··· EXERCISE INPUT

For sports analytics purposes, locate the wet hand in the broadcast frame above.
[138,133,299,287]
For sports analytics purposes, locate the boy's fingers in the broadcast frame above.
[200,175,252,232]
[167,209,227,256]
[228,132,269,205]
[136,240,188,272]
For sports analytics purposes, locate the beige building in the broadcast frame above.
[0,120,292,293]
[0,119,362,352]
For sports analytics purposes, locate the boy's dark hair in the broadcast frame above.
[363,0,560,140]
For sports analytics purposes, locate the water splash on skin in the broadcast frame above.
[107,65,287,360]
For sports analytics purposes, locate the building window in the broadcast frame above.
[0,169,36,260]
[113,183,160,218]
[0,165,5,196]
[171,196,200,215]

······

Change every occurrence of "broadcast frame" in the records above to "match footage". Reproduce all the records in full, with everything else unchanged.

- [OUTPUT FOR THIS EXERCISE]
For sports analytics purposes, locate the wet hand in the match footage above.
[138,133,299,287]
For sports analytics purposes, locate the boy's fingers in the match footage above.
[200,175,252,232]
[167,209,227,256]
[228,132,269,205]
[136,240,188,272]
For sports analytics purposes, locate the beige building in the match footage above.
[0,120,292,293]
[0,119,362,352]
For sports analytics purposes, locate the boy's dark hair in the match footage above.
[363,0,560,140]
For sports analytics purposes, locate the water splash on skin in the match footage above.
[107,65,287,360]
For sports analytics purposes, locate the building window in the match footage above.
[0,169,36,260]
[113,183,160,218]
[0,165,5,196]
[171,196,200,215]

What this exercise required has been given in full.